§ JOB
Reproduce the data below line for line, with every character unchanged.

§ DATA FOR THE TASK
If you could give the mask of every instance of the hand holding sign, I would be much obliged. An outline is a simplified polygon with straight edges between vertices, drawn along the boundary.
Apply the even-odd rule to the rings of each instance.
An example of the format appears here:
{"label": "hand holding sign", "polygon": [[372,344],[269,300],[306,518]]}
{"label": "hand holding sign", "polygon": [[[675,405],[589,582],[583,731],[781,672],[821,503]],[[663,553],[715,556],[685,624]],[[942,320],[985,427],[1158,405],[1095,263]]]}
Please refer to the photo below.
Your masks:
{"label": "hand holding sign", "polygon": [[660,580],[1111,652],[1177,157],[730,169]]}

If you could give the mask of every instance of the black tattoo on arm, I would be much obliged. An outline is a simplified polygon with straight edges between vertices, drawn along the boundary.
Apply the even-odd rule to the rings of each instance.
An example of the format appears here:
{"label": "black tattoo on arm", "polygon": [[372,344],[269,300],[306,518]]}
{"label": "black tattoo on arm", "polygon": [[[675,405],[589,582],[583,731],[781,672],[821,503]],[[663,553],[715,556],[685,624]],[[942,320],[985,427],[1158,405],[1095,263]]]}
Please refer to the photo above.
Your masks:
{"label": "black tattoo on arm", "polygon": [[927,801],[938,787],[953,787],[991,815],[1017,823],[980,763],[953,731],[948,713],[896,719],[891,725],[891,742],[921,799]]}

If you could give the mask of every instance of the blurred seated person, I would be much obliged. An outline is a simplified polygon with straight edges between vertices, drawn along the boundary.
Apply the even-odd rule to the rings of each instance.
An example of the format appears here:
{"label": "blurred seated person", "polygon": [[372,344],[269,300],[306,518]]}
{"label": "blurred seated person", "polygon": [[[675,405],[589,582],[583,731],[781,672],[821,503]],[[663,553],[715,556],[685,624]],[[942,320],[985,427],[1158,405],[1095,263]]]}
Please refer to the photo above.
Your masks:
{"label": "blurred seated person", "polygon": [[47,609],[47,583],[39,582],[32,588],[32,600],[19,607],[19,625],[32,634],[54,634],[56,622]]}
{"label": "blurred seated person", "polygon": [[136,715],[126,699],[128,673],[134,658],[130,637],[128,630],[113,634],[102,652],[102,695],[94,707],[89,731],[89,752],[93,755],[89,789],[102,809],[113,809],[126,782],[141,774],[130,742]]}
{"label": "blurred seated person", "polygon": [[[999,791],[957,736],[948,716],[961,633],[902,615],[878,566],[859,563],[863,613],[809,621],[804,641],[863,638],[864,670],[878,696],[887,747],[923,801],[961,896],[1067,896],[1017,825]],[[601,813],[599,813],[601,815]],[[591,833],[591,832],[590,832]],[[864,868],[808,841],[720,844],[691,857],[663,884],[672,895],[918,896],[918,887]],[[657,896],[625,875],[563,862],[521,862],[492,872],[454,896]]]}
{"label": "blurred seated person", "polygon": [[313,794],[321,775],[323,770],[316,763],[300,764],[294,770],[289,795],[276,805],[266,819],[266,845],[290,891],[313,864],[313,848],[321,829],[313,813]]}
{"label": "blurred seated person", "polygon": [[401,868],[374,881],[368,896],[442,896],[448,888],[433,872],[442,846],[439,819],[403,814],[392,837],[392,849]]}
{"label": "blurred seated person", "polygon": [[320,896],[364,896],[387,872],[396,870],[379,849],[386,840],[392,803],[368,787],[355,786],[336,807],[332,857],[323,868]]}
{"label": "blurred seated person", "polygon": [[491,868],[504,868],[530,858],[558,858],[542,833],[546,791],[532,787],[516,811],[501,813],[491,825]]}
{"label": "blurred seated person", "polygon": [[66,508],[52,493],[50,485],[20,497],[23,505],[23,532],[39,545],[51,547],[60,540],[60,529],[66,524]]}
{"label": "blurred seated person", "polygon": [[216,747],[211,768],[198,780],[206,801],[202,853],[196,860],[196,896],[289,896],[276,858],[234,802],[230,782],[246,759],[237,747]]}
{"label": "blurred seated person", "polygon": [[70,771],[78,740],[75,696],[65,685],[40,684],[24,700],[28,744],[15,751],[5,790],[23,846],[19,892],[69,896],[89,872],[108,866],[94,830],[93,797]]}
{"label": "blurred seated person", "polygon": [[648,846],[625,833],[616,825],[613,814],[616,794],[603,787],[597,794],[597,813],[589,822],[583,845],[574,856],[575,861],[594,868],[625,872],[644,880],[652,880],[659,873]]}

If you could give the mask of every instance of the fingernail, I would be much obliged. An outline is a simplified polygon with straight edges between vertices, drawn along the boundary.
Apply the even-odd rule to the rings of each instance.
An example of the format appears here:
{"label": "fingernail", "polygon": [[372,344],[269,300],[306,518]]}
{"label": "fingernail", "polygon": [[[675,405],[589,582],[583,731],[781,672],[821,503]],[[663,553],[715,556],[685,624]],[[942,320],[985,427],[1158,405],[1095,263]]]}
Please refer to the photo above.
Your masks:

§ SOLUTION FOR THIS EXERCISE
If you could give the mask of every instance of the hand holding sign, I would be much obliged. An outline is a simplified polygon with straight edges between vertices, drawn along the boundary.
Apply the even-odd rule to the rings of each instance.
An example of the format appears here:
{"label": "hand holding sign", "polygon": [[372,344],[269,300],[306,518]]}
{"label": "hand holding sign", "polygon": [[[675,405],[589,582],[583,731],[781,672],[821,503]],[[663,553],[715,556],[685,624]],[[942,320],[985,427],[1158,405],[1095,263]]]}
Please refer to the photo below.
Your masks:
{"label": "hand holding sign", "polygon": [[660,580],[1111,652],[1177,157],[730,169]]}

If you could give the mask of every instance of the black tattoo on arm, I would be much obliged. An outline is a simplified polygon with straight edges between vertices, drawn along the boundary.
Apply the even-odd rule to the rings of each instance.
An example of the format appears here:
{"label": "black tattoo on arm", "polygon": [[372,344],[269,300],[306,518]]}
{"label": "black tattoo on arm", "polygon": [[[675,405],[589,582],[583,731],[781,672],[821,503]],[[663,553],[715,556],[685,624]],[[942,320],[985,427],[1158,405],[1095,263]]]}
Please refer to the photo above.
Your masks:
{"label": "black tattoo on arm", "polygon": [[927,801],[938,787],[953,787],[991,815],[1017,823],[980,763],[953,731],[948,713],[896,719],[891,725],[891,742],[921,799]]}

If you could give the mask of every instance of the blurred seated person, I would be much obliged. An outline is a simplified polygon with straight edges between vertices, drawn along the boundary.
Apply the even-odd rule to the rings of each instance.
An example of the format appears here:
{"label": "blurred seated person", "polygon": [[372,344],[269,300],[306,518]]}
{"label": "blurred seated person", "polygon": [[[675,405],[589,582],[583,731],[781,672],[821,503]],[[663,553],[715,556],[685,624]],[[942,320],[985,427],[1158,405],[1095,263]]]}
Please refer to the photo above.
Your masks:
{"label": "blurred seated person", "polygon": [[47,609],[47,583],[39,582],[32,588],[32,600],[19,607],[19,625],[32,634],[54,634],[56,622]]}
{"label": "blurred seated person", "polygon": [[136,715],[126,699],[128,673],[134,658],[130,637],[128,630],[113,634],[102,652],[102,695],[94,707],[89,731],[89,752],[93,755],[89,789],[102,809],[113,809],[126,782],[141,774],[130,742]]}
{"label": "blurred seated person", "polygon": [[[999,791],[957,736],[948,716],[961,633],[902,615],[878,566],[859,563],[863,613],[809,621],[804,641],[863,638],[864,670],[878,696],[887,747],[923,801],[961,896],[1067,896],[1017,825]],[[601,813],[599,813],[601,815]],[[591,833],[591,832],[590,832]],[[864,868],[808,841],[720,844],[691,857],[663,884],[672,895],[918,896],[918,887]],[[657,896],[625,875],[563,862],[521,862],[492,872],[454,896]]]}
{"label": "blurred seated person", "polygon": [[313,794],[321,775],[323,770],[316,763],[300,764],[294,770],[289,795],[276,805],[266,819],[266,845],[290,891],[313,864],[313,848],[321,829],[313,813]]}
{"label": "blurred seated person", "polygon": [[401,868],[374,881],[368,896],[442,896],[448,888],[433,872],[442,846],[439,819],[403,814],[392,837],[392,849]]}
{"label": "blurred seated person", "polygon": [[320,896],[364,896],[387,872],[396,870],[379,849],[386,840],[392,803],[368,787],[355,786],[336,807],[332,857],[323,868]]}
{"label": "blurred seated person", "polygon": [[491,868],[504,868],[530,858],[558,858],[542,833],[546,791],[532,787],[516,811],[501,813],[491,825]]}
{"label": "blurred seated person", "polygon": [[66,508],[52,493],[50,485],[20,497],[23,505],[23,532],[39,545],[51,547],[60,540],[60,529],[66,524]]}
{"label": "blurred seated person", "polygon": [[216,747],[211,768],[198,780],[206,801],[202,853],[196,860],[196,896],[289,896],[276,858],[234,802],[230,782],[246,759],[237,747]]}
{"label": "blurred seated person", "polygon": [[70,771],[78,740],[75,696],[65,685],[40,684],[24,700],[28,744],[15,751],[5,790],[23,846],[19,892],[69,896],[89,872],[108,866],[94,830],[93,797]]}
{"label": "blurred seated person", "polygon": [[648,846],[625,833],[616,825],[613,814],[616,794],[603,787],[597,794],[597,813],[589,822],[583,845],[574,856],[575,861],[594,868],[625,872],[644,880],[652,880],[659,873]]}

If you could give the mask of every instance of the fingernail, I would be much obliged. An outline is a simplified polygon with straight edges between vertices, drawn along the boundary.
Apply the even-odd rule to the rings of each instance.
An example of the format appears here:
{"label": "fingernail", "polygon": [[372,344],[269,300],[306,518]]}
{"label": "fingernail", "polygon": [[[675,405],[589,582],[583,731],[781,672],[821,503]],[[663,553],[715,556],[685,624]],[[942,320],[985,427],[1158,405],[1095,263]]]}
Please refer to the photo above.
Your masks:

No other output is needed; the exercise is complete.